(Document excerpt):
Thomas Bushnell wrote

> It's right that Lisp2 doesn't force you to follow those rules, but if
> you don't follow them, then you can't claim that CL macros are
> hygenic.

On 15 March, at 11:10:19 PST, Rahul Jain quoted the above and replied:

> No one claimed that they are. Your reading skills are deteriorating.

On 15 March, at 23:50:16 PST, Rahul Jain wrote:

> Common Lisp has hygenic macros, too.

For the record:  Common Lisp does not have hygienic macros.

Hygienic macros are not just macros that avoid inadvertent
name captures provided all programmers involved follow a
certain programming discipline and don't make any mistakes,
as everyone agrees is true of CL macros; hygienic macros
are macros that avoid name captures no matter how incompetent
the programmers and no matter how many mistakes they make.

(Dataset excerpts):
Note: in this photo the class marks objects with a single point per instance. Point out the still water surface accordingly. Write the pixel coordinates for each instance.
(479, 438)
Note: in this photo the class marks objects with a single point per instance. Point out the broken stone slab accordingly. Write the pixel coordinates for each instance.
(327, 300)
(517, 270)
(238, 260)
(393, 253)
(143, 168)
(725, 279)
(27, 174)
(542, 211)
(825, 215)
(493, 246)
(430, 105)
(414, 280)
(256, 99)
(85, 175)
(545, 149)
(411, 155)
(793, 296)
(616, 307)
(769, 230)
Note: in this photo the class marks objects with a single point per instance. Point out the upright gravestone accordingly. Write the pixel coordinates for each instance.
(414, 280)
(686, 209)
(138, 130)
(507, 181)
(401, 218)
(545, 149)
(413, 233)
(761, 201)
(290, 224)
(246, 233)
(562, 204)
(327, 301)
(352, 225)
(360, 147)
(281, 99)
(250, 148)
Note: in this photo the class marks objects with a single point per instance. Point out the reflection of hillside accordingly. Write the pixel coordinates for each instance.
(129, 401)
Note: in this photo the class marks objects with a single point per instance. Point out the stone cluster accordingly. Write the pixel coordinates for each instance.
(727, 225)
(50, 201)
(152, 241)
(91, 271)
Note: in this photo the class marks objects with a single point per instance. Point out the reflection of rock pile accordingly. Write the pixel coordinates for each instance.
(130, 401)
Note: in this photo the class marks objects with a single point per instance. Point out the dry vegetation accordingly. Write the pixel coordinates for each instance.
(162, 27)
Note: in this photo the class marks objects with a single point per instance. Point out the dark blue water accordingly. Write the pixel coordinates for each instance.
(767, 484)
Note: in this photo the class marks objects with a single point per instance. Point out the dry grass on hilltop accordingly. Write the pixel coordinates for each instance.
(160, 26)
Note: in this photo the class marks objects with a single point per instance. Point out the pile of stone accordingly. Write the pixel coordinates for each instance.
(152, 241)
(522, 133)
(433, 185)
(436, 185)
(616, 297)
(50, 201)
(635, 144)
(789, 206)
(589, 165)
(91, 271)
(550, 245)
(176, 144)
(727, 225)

---

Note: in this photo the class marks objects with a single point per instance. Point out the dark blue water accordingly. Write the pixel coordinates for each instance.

(Directions):
Extend the discussion of hygienic macros in Common Lisp, starting right after its final sentence. The entries are separate material, unrelated to the discussion of hygienic macros.

(Expected answer):
"Hygienic macros" were invented circa 1986 by Eugene
Kohlbecker, and have been the subject of quite a few research
papers since then; see http://library.readscheme.org/ and
click on "Macros".

It would not be hard to add hygienic macros to Common Lisp,
although the fact that CL is a Lisp2 does create a certain
technical problem that do not arise in a Lisp1.  I would be
happy to discuss this with anyone who has first understood
the concept of hygienic macros and the standard algorithms
for implementing them.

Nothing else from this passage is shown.